Image point grounding data:
[Start of Attachment]

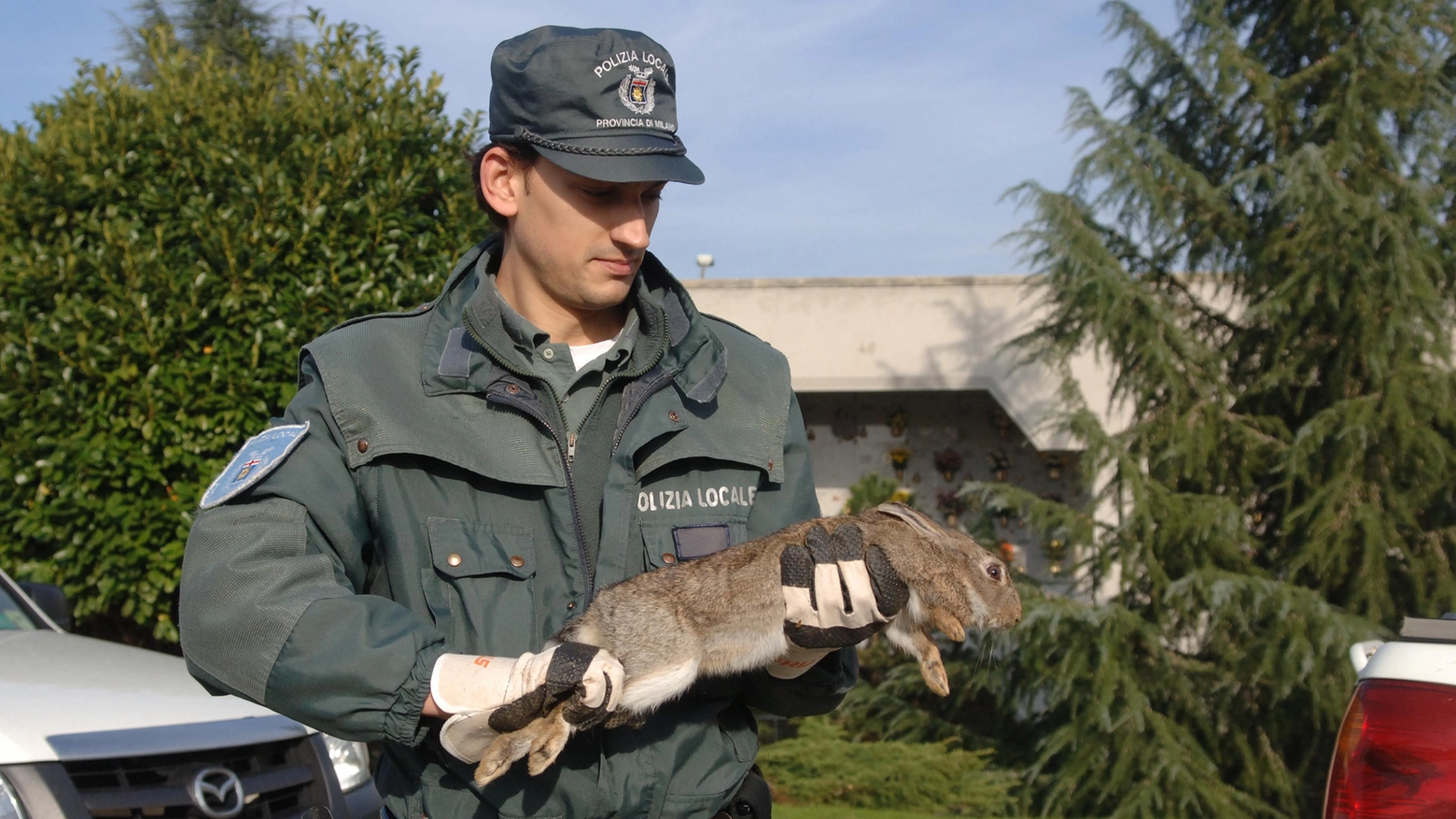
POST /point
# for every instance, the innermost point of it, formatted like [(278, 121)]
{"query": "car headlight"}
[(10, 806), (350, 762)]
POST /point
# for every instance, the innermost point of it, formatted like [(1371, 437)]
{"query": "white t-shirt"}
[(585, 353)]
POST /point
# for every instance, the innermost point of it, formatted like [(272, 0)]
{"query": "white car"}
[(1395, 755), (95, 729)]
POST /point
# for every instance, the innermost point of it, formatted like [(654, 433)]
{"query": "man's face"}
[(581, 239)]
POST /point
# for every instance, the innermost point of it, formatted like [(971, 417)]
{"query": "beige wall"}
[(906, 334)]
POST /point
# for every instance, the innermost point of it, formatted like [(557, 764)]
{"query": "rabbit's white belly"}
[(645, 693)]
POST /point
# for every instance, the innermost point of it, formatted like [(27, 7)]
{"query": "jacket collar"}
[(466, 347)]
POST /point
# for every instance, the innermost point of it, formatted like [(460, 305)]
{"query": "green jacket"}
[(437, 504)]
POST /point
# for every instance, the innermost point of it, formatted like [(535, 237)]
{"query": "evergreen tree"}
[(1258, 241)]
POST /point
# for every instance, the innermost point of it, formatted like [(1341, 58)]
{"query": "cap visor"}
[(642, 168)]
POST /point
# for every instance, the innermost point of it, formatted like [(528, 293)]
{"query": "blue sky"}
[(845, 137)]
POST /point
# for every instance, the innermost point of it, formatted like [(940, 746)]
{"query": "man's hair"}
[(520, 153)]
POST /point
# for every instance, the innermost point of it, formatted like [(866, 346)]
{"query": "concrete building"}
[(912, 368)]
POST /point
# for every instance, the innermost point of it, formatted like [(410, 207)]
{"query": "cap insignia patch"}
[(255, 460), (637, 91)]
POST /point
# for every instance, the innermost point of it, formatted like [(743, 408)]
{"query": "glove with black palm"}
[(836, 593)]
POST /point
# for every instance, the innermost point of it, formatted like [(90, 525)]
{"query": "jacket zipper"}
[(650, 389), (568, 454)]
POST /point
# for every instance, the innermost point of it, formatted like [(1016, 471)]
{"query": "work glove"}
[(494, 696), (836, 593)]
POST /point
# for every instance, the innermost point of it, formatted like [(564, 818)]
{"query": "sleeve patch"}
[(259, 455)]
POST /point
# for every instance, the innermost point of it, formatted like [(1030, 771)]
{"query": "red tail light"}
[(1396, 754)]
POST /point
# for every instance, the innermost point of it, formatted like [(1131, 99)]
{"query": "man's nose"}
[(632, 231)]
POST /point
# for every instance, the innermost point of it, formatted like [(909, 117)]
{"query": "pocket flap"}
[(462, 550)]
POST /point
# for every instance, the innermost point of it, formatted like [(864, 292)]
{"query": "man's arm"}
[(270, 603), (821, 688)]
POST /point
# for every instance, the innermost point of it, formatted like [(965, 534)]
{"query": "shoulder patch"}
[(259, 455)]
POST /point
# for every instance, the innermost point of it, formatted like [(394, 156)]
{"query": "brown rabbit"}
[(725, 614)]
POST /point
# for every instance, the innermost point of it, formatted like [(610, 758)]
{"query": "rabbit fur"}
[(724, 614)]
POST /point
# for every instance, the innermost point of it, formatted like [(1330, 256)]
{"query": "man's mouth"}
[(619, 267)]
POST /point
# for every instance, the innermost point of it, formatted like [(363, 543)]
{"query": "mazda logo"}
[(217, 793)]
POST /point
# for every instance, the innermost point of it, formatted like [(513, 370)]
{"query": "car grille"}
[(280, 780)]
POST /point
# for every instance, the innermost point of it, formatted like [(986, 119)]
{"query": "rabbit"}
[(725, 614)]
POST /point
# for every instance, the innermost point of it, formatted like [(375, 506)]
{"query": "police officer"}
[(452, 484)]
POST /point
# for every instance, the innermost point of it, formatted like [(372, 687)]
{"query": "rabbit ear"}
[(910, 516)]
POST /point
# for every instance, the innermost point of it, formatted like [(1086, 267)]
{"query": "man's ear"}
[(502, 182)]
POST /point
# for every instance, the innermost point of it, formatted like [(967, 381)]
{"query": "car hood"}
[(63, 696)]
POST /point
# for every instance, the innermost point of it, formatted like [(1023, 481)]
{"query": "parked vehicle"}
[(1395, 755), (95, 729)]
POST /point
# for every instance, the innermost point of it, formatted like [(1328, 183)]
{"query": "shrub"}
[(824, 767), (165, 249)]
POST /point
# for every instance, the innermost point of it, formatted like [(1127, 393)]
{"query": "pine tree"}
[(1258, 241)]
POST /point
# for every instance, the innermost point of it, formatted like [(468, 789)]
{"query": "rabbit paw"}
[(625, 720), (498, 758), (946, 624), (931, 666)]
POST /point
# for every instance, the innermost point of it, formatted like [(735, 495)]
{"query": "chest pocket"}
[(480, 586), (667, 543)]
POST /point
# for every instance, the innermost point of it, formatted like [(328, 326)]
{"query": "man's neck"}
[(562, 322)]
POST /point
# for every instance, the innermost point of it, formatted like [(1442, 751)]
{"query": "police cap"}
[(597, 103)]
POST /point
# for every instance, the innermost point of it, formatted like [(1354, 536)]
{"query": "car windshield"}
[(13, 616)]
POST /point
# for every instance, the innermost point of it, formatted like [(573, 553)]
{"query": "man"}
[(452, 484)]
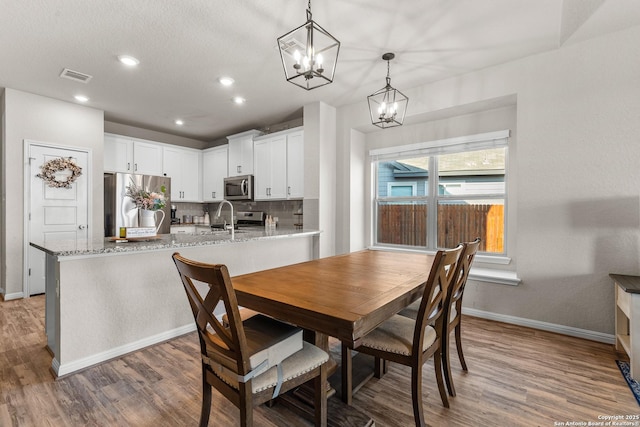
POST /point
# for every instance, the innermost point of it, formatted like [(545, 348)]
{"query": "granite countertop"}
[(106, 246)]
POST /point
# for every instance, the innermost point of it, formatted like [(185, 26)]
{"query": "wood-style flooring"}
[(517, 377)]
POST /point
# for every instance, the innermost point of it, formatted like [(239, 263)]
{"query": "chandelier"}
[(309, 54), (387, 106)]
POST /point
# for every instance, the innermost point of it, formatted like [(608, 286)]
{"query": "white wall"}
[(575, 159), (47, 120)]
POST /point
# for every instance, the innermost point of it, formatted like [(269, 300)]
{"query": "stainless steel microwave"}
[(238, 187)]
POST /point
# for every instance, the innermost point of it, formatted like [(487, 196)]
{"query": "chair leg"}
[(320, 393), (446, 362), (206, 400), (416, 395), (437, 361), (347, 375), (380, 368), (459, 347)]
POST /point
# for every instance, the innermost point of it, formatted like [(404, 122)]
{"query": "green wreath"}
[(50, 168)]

[End of Attachment]

What is needed: Copy each entry above exactly; drop the pictures.

Output of the task:
POST /point
# for every instance, the innermost point of it, formatted like [(278, 121)]
{"query": "car headlight"}
[(10, 806), (350, 762)]
POST /point
# for every instance, the innermost point of it, formatted like [(1371, 437)]
{"query": "white t-shirt"}
[(585, 353)]
POST /point
# for every instance, the innermost point of it, formatted like [(272, 0)]
{"query": "white car"}
[(1395, 755), (95, 729)]
POST /point
# for every instance, the innermost point of it, formatted like [(654, 433)]
{"query": "man's face"}
[(581, 239)]
POST /point
# for every instance, the innermost point of it, formatted like [(971, 417)]
{"query": "beige wall"}
[(906, 334)]
POST /point
# for every instance, the innermost point of it, formatted like [(557, 764)]
{"query": "rabbit's white belly"}
[(645, 693)]
POST /point
# for every instance, the innermost point of it, formatted like [(27, 7)]
{"query": "jacket collar"}
[(466, 347)]
POST /point
# for every instance, the innermost point of it, formatted like [(460, 305)]
{"query": "green jacket"}
[(437, 504)]
POST /point
# for every instance, the innermost point of it, formatted like [(535, 237)]
{"query": "evergreen tree"}
[(1258, 241)]
POST /point
# for every instance, the innermost point of it, formatted like [(1341, 58)]
{"query": "cap visor"}
[(642, 168)]
POST /point
# for every instance, the innermost point of it, formatted like [(528, 293)]
{"query": "blue sky"}
[(845, 137)]
POST /point
# for every instance, the innermost point of it, formatted like [(940, 746)]
{"query": "man's hair"}
[(520, 153)]
POST /point
# for every instance, the innermost point of it, formatted like [(866, 346)]
{"query": "concrete building"}
[(912, 368)]
POST /point
# for every instance, the innermost point of it, formatted like [(410, 207)]
{"query": "cap insignia patch"}
[(255, 460), (637, 91)]
POST /point
# for every instance, the innermost point of it, formatted like [(743, 408)]
{"query": "glove with black palm"}
[(836, 593)]
POST /point
# for every instance, the innermost point of it, formatted like [(90, 525)]
{"query": "jacket zipper"}
[(650, 389), (568, 454)]
POST /point
# for every instance, the innermost point of it, formatted like [(1016, 471)]
{"query": "work glove"}
[(494, 696), (836, 593)]
POST /point
# for every instance, the innermost point of it, formatted like [(564, 818)]
{"query": "sleeve patch"}
[(259, 455)]
POST /point
# for every instance, the innermost point of it, formatted like [(1030, 771)]
{"query": "red tail light"}
[(1396, 754)]
POST /point
# for every instance, the innermost point of it, formatted like [(1131, 99)]
{"query": "man's nose"}
[(632, 231)]
POST /point
# for every instance, the innermost point of it, formatted like [(909, 117)]
{"query": "pocket flap"}
[(462, 550)]
POST /point
# for every instance, the innermost point of it, formatted like [(864, 292)]
{"query": "man's arm"}
[(270, 603), (821, 688)]
POST /point
# for every instance, the innermost point of it, formatted like [(965, 534)]
{"query": "shoulder patch"}
[(259, 455)]
POST /point
# for every instance, the innermost point of it, formatted like [(394, 156)]
{"query": "brown rabbit"}
[(725, 614)]
POST /point
# for every instance, the innermost point of it, formatted like [(610, 758)]
{"query": "rabbit fur"}
[(724, 614)]
POST /point
# for every instance, the innermost point of it, formatted like [(1330, 256)]
{"query": "man's mouth"}
[(619, 267)]
POST /point
# for every instance, the innermost point of it, formatted like [(363, 543)]
{"query": "mazda logo"}
[(217, 793)]
POST /point
# for every instance, the innermost point of it, formatted like [(513, 370)]
{"query": "car grille"}
[(280, 780)]
POST /point
# for every instance, the innermost point of it, formatted like [(986, 119)]
{"query": "rabbit"}
[(725, 614)]
POST /point
# for every instance, the innermost point of it, formatted like [(375, 506)]
{"query": "police officer"}
[(452, 484)]
POST /point
# for every instance, the innermost point of it, formatted like [(372, 687)]
{"query": "rabbit ear"}
[(910, 516)]
POST /point
# for every instance, the innermost point of it, formatted like [(1086, 267)]
{"query": "man's ear"}
[(502, 182)]
POST /point
# for every instance, the innermost point of it, formatted like [(967, 381)]
{"query": "car hood"}
[(63, 696)]
POST /point
# for every instance, the innermost point of it, formatted like [(1023, 481)]
{"query": "parked vehicle"}
[(1395, 755), (95, 729)]
POST /point
# for every instance, the innermost point of it, formatted like [(1328, 183)]
{"query": "shrub"}
[(824, 767), (165, 249)]
POST /point
# for every instance, the innermost point of it, formatted like [(1127, 393)]
{"query": "pine tree"}
[(1258, 241)]
POST /point
# for every instance, the innermost point of it, formatted like [(468, 789)]
{"query": "rabbit paw"}
[(625, 720), (498, 758), (946, 624), (931, 666)]
POST /point
# for every instance, the innermost point of it, formatted like [(735, 495)]
{"query": "chest pocket"}
[(480, 586), (667, 543)]
POST /point
# for every instance, the innermost point of it, formatted like [(328, 326)]
{"query": "man's neck"}
[(562, 322)]
POST /point
# for every instance, the innermost point of it, formatted like [(1442, 751)]
{"query": "police cap"}
[(597, 103)]
POST /point
# for every instance, the innermost point of it, formatted like [(1354, 536)]
{"query": "car windshield"}
[(13, 616)]
POST /point
# for every instance, the innermost point of it, formatted like [(573, 553)]
{"query": "man"}
[(452, 484)]
POST /point
# for every instance, the innermost point of it, formatted like [(545, 348)]
{"query": "granite countertop"}
[(106, 246)]
POST /point
# for every instance, the innermost point of it, formatted like [(185, 26)]
{"query": "wood-style flooring"}
[(517, 377)]
POST /point
# for every instance, the innermost point of it, formatted like [(239, 263)]
{"query": "chandelier"}
[(309, 54), (387, 106)]
POST /point
# for every instance, the innermost point of it, formatted like [(608, 286)]
{"query": "white wall"}
[(575, 159), (47, 120)]
POST /point
# for every instance, the innermost point of it, formatted like [(269, 300)]
{"query": "stainless steel microwave"}
[(238, 187)]
POST /point
# for every instance, the innermost point of it, formatted like [(487, 196)]
{"query": "chair leg"}
[(320, 393), (446, 362), (206, 400), (416, 395), (437, 361), (347, 375), (380, 368), (459, 347)]
POST /point
# for every instance, the innermost point of it, formatted like [(404, 122)]
{"query": "green wreath"}
[(50, 168)]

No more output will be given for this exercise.